• TEXTAUSZUG:
Wir stehen noch ganz am Anfang mit unseren Bemühungen. Es wird noch ein langer und steiniger Weg, der uns bevorsteht. Aber mit der richtigen Einstellung können wir es schaffen. Dazu gehört auch der Mut von allen Beteiligten, etwas verändern zu wollen.
Gab es für Sie positive oder negative Überraschungen im Blick auf den Ist-Zustand? Wenn ja, welche?
Wenn man sich das Stadtgebiet anguckt, dann wird schnell ersichtlich, dass es ein kompaktes Stadtgebiet ist, und das Stadtbild von viel Verkehr geprägt wird. Deshalb ist es nicht verwunderlich, dass der Anteil des Verkehrs an den Treibhausgas-Emissionen relativ hoch ist. Ich finde aber, dass wir hier in Obertshausen grundsätzliche eine gute Verkehrsinfrastruktur haben, um die Fahrten mit dem Auto zu reduzieren. Dadurch lässt sich natürlich auch der Ausstoß von Treibhausgasen reduzieren. Allerdings muss die Fahrradinfrastruktur noch deutlich attraktiver werden, damit viel mehr Leute umsteigen.
...und wie sieht es aktuell bei den Erneuerbaren Energien aus?
Es gibt in Obertshausen keine großen Freiflächen, was uns bei der Erzeugung erneuerbarer Energien ziemlich einschränkt. Ich hatte mir erhofft, dass es auf diesem Gebiet deutlich mehr Möglichkeiten gibt. Eigentlich können wir fast nur auf Photovoltaik setzen, um unseren Energiebedarf zu decken. Aber wir befinden uns in einer Phase, in der technisch viel in der Entwicklung steckt. Es ist gut möglich, dass sich hier noch Potenziale auftun, die man jetzt noch gar nicht richtig erahnen kann.
Wir haben in Obertshausen die Situation, dass keine Neubaugebiete ausgewiesen werden. Das ist im Hinblick auf den Versiegelungsgrad erfreulich. Auf der anderen Seite haben wir derzeit wenig Möglichkeiten, auf die Nachverdichtung einzuwirken und dort Klimaschutzkriterien festzulegen.

• ARBEITSAUFTRÄGE:
1 > Erklären Sie anhand des Textauszugs zum Klimaschutz in Obertshausen, weshalb die Stadt bei der Erzeugung erneuerbarer Energien fast nur auf Photovoltaik setzen kann.
2 > Führen Sie den Textauszug zum Klimaschutz in Obertshausen im Anschluss an seinen letzten Satz weiter.

• DATENAUSZUG:

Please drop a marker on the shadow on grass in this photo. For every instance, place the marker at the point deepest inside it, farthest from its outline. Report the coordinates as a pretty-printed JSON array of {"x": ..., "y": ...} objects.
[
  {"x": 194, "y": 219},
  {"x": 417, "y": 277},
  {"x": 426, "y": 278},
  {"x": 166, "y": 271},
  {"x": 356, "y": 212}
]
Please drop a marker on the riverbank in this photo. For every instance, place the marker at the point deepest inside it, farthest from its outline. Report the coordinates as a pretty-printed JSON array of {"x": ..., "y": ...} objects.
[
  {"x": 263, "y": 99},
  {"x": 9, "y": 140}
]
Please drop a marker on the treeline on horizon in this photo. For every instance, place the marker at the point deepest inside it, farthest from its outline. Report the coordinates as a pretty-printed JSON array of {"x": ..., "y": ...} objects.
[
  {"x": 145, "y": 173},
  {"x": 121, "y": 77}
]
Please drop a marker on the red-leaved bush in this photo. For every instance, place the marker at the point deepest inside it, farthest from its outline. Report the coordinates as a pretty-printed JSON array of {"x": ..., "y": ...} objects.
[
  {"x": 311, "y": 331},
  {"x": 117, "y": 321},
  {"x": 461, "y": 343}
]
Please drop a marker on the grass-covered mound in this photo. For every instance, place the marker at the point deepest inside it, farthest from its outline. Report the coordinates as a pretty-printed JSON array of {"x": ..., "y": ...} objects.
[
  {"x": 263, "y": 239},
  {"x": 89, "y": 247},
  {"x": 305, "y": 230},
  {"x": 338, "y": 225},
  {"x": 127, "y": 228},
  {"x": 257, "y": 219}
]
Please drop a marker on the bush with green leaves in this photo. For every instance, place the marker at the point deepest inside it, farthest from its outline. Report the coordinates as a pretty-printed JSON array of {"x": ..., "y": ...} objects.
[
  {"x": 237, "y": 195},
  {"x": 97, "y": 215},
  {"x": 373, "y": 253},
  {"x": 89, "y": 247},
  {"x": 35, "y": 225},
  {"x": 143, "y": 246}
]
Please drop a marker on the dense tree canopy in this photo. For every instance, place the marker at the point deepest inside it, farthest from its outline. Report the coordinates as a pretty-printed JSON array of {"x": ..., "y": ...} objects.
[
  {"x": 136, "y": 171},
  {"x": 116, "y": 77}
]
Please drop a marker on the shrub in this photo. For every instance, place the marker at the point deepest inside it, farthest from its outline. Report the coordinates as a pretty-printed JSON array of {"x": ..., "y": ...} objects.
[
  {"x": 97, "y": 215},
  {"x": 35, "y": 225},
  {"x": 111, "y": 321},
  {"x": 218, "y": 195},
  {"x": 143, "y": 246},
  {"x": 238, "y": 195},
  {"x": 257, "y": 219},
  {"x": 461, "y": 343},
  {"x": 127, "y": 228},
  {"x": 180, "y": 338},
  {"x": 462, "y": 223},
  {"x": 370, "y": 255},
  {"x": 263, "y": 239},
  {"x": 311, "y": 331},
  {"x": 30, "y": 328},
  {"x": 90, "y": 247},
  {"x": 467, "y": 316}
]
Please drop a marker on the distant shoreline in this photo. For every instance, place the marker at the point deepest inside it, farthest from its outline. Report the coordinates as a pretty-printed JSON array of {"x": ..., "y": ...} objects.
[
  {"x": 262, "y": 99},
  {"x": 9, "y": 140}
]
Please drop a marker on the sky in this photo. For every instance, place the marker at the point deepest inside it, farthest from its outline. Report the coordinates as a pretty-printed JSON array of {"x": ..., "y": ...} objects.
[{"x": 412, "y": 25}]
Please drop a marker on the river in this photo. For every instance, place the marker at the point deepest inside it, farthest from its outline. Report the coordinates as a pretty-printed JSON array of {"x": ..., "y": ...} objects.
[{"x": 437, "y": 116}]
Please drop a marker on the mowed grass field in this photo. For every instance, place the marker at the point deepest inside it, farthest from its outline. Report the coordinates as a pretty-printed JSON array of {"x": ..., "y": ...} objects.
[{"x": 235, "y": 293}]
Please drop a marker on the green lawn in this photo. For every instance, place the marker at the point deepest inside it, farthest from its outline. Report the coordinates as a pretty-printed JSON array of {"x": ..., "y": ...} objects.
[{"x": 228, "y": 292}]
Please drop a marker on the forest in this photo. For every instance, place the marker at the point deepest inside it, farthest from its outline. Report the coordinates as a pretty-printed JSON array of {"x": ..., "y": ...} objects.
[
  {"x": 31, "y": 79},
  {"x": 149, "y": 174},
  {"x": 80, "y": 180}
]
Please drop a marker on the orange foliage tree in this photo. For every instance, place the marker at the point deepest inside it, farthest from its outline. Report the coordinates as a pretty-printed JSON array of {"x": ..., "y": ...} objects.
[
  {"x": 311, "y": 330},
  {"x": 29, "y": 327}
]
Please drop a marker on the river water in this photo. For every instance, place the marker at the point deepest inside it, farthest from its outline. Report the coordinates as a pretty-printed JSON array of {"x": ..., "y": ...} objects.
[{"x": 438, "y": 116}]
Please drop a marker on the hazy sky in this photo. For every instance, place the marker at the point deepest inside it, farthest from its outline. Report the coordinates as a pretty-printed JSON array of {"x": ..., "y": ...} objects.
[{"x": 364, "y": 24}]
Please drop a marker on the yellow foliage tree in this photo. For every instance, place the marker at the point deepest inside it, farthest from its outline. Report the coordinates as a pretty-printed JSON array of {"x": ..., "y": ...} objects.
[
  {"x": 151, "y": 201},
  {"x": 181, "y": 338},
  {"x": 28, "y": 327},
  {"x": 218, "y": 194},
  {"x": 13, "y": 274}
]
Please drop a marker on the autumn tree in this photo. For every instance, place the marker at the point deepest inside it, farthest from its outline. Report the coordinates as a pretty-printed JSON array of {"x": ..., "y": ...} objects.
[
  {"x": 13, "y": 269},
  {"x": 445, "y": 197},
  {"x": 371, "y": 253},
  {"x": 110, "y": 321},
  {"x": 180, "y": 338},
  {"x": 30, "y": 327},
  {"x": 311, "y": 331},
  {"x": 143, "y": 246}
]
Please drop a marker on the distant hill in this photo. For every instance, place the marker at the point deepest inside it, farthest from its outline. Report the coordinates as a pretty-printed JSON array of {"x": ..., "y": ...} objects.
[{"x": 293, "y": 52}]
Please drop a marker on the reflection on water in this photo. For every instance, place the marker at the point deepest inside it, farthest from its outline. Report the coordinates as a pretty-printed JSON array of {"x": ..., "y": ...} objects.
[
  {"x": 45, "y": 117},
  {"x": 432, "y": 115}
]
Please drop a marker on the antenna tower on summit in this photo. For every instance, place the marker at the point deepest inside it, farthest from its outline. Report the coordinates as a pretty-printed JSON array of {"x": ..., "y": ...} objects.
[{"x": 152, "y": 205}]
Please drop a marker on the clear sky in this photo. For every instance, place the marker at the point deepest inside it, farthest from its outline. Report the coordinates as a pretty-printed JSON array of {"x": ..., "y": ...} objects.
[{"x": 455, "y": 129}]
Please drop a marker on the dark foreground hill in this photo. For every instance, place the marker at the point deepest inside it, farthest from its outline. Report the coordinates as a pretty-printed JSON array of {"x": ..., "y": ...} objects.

• LÖSUNGEN:
1 > In Obertshausen gibt es keine großen Freiflächen, was die Erzeugung erneuerbarer Energien ziemlich einschränkt. Deshalb bleibt fast nur die Photovoltaik, um den Energiebedarf zu decken.

2 >
Was muss aus Ihrer Sicht passieren, damit das Klimaschutzkonzept nicht nur auf dem Papier existiert, sondern auch realen Nutzen bringt?
Als Erstes bedarf es der Unterstützung der Entscheidungsträger. Verwaltungsintern spüre ich diese Unterstützung. Mit dem Beschluss zum Klimaschutzkonzept wurde jetzt auch der politische Wille ausgedrückt, sich dieser Aufgabe anzunehmen. Zudem habe ich positive Erfahrungen im Austausch mit dem Klimabeirat gemacht. Das sind gute Voraussetzungen. Klimaschutz muss allerdings auch aktiv gestaltet werden.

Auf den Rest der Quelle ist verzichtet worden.